Stored dataset listing:
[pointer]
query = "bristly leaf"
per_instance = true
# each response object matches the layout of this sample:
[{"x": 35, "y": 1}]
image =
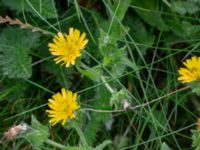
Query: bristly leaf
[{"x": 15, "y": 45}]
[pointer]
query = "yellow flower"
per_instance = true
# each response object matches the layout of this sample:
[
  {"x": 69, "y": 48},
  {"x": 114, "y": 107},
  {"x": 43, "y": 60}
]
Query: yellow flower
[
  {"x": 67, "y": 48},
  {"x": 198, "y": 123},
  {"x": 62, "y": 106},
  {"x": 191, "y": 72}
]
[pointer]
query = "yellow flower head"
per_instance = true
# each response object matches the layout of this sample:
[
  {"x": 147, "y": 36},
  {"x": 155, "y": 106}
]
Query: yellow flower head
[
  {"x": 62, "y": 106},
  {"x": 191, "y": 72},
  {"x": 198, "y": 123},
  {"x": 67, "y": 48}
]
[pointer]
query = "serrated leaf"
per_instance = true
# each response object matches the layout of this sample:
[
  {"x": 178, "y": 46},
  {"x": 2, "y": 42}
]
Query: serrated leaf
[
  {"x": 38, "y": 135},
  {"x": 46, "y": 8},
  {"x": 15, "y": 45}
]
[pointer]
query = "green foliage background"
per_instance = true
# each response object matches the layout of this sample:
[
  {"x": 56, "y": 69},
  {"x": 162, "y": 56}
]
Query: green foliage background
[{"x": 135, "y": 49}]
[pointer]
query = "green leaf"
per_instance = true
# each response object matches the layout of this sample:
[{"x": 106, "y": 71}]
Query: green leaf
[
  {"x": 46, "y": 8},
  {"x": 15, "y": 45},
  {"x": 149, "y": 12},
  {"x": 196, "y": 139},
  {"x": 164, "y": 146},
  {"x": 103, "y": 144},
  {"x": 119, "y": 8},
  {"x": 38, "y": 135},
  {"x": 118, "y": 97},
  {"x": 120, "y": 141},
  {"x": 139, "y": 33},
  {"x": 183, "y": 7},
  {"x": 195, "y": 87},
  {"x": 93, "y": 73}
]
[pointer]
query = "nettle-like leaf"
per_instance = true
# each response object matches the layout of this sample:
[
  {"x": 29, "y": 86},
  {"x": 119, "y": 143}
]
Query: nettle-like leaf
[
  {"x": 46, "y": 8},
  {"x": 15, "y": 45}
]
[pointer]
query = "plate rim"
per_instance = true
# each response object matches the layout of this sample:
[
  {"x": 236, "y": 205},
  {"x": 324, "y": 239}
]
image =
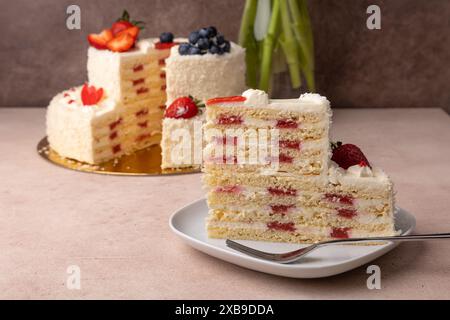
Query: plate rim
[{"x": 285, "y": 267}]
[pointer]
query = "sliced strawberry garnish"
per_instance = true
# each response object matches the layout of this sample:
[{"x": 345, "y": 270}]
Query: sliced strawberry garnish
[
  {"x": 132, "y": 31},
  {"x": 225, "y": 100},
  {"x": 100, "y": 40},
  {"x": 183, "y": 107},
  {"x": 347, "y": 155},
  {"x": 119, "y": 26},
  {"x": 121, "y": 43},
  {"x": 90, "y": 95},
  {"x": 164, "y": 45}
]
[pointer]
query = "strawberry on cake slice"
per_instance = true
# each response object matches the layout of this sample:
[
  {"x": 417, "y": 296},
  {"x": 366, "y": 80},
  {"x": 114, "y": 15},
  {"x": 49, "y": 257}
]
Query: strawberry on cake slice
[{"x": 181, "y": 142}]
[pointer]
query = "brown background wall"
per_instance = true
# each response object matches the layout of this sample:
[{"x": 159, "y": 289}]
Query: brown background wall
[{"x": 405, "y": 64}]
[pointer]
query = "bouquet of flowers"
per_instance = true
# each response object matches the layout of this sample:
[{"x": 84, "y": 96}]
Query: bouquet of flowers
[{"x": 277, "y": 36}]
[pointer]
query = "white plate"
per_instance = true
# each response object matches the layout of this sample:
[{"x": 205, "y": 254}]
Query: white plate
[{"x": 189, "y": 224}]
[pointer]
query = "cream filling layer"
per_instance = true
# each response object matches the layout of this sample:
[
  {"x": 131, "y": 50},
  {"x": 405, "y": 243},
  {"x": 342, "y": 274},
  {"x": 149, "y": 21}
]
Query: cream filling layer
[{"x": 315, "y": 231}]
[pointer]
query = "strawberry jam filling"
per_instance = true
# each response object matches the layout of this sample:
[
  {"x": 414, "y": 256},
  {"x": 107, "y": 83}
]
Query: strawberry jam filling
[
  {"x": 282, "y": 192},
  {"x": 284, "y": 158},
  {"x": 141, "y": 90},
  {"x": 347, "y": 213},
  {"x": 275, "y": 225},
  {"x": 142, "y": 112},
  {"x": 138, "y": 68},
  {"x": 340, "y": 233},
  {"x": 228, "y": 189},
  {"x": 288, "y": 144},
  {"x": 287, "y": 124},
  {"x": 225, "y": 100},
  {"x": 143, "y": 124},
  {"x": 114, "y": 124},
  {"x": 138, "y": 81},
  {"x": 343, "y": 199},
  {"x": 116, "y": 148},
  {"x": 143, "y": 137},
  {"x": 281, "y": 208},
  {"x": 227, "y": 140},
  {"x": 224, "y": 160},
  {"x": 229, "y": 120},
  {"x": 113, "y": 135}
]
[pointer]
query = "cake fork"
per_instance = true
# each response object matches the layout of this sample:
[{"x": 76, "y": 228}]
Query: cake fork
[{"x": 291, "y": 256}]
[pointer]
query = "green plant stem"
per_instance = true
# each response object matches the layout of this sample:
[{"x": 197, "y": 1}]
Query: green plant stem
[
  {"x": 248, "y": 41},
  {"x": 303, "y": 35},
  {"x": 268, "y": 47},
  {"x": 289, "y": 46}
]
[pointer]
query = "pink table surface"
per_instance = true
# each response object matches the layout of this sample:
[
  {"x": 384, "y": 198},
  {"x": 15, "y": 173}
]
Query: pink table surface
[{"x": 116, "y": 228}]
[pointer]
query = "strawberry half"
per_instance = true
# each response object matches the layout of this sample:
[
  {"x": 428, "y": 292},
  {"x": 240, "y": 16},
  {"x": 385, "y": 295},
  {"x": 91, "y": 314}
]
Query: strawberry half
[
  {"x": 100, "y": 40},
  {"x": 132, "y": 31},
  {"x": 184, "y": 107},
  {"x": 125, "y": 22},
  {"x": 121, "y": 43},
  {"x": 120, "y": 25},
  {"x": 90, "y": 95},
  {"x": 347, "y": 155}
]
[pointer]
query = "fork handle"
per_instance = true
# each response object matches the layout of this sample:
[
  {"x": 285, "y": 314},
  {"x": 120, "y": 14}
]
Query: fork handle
==
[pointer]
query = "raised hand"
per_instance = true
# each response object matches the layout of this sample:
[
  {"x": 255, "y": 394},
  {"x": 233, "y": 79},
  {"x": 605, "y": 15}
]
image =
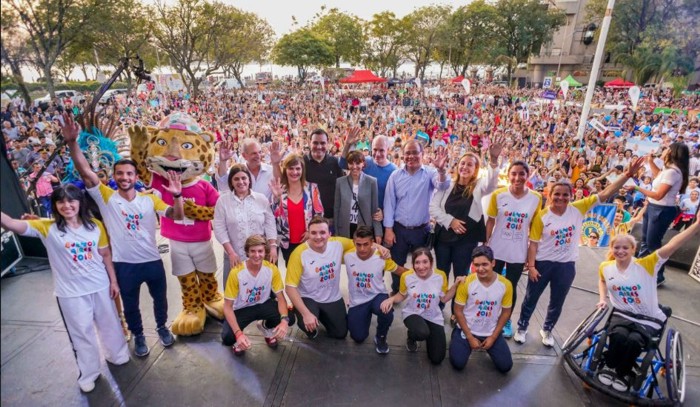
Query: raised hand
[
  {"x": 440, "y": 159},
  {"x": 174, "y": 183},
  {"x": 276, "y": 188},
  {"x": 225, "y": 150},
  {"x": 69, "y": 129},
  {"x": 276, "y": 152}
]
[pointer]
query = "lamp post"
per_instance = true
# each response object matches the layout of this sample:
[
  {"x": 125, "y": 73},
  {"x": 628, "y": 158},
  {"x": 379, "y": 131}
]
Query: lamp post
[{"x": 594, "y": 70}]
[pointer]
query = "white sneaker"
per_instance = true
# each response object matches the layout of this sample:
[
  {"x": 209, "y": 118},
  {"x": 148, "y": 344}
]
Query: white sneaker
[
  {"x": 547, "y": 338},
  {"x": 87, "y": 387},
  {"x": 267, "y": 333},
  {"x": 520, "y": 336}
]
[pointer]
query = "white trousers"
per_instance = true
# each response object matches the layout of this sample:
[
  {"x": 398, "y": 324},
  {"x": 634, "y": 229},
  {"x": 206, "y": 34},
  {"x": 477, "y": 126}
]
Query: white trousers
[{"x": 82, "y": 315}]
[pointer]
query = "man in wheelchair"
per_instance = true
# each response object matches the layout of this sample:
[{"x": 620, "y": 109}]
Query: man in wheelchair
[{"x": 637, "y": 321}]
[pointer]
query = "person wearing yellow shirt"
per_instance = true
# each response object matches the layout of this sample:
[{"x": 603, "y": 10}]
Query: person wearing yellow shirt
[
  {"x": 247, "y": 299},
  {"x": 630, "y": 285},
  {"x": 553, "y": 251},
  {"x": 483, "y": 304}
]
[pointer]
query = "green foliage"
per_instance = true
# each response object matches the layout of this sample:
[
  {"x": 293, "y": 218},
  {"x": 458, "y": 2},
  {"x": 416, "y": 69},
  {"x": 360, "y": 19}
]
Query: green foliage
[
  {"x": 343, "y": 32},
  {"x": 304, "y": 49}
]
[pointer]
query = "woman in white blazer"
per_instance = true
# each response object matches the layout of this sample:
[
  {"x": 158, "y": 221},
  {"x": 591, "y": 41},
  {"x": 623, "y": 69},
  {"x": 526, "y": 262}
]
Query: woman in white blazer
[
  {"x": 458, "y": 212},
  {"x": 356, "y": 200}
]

- [Your instructions]: Return each line of the listing above that contains the word "foliage".

- [Solution to the exercise]:
query = "green foliage background"
Query: green foliage background
query = "green foliage"
Query: green foliage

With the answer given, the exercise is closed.